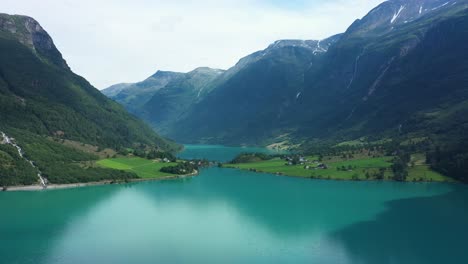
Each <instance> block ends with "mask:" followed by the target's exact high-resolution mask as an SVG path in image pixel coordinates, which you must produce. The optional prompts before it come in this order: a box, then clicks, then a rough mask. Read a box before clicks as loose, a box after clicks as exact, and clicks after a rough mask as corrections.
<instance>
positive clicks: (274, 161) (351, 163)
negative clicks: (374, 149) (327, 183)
mask: <svg viewBox="0 0 468 264" xmlns="http://www.w3.org/2000/svg"><path fill="white" fill-rule="evenodd" d="M390 160H391V157H379V158H365V159H354V160H343V161H335V162H329V163H326V162H325V163H326V164H327V166H328V167H329V168H328V169H325V170H322V169H318V170H314V169H305V168H304V167H305V166H306V165H307V166H310V167H311V168H313V167H316V164H313V163H312V164H305V165H292V166H289V165H286V161H284V160H281V159H279V158H276V159H272V160H267V161H261V162H254V163H243V164H225V165H224V166H225V167H228V168H238V169H243V170H255V171H258V172H265V173H273V174H283V175H288V176H297V177H316V178H323V179H336V180H351V179H353V178H354V179H360V180H364V179H366V173H369V174H373V173H376V172H378V170H379V169H380V168H386V169H387V172H386V174H385V176H386V178H388V177H391V176H392V175H391V171H390V169H388V168H389V167H390V166H391V165H392V164H391V162H390ZM342 166H345V167H346V168H348V166H351V167H352V168H353V169H351V170H345V171H342V170H338V169H337V168H341V167H342Z"/></svg>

-- -- --

* **Work item**
None of the pictures should appear; repeat the records exactly otherwise.

* **Task response**
Each <instance> block ends with "mask:" followed by the target's exact high-resolution mask as an SVG path in image pixel coordinates, which you must produce. The optional prompts before it come in this order: a box, then clicks, then a rough mask. Read a box before clicks as loose, a box after clicks as exact, and clicks after a rough mask as corrections.
<instance>
positive clicks: (274, 161) (351, 163)
negative clicks: (374, 149) (327, 183)
mask: <svg viewBox="0 0 468 264" xmlns="http://www.w3.org/2000/svg"><path fill="white" fill-rule="evenodd" d="M390 160H391V157H379V158H365V159H354V160H343V161H335V162H329V163H326V162H325V163H326V164H327V166H328V167H329V168H328V169H325V170H322V169H318V170H314V169H305V168H304V167H305V166H306V165H307V166H310V167H311V168H313V167H316V164H313V163H312V164H305V165H292V166H289V165H286V161H284V160H281V159H279V158H276V159H272V160H267V161H261V162H254V163H243V164H225V165H224V166H225V167H228V168H238V169H243V170H255V171H258V172H265V173H273V174H283V175H288V176H297V177H316V178H323V179H336V180H351V179H353V178H354V179H360V180H364V179H366V173H369V174H373V173H376V172H378V170H379V169H380V168H386V169H387V172H386V174H385V176H386V178H388V177H391V176H392V175H391V171H390V169H388V168H389V167H390V166H391V165H392V164H391V162H390ZM342 166H345V167H346V168H348V166H351V167H352V168H353V169H351V170H345V171H342V170H338V169H337V168H341V167H342Z"/></svg>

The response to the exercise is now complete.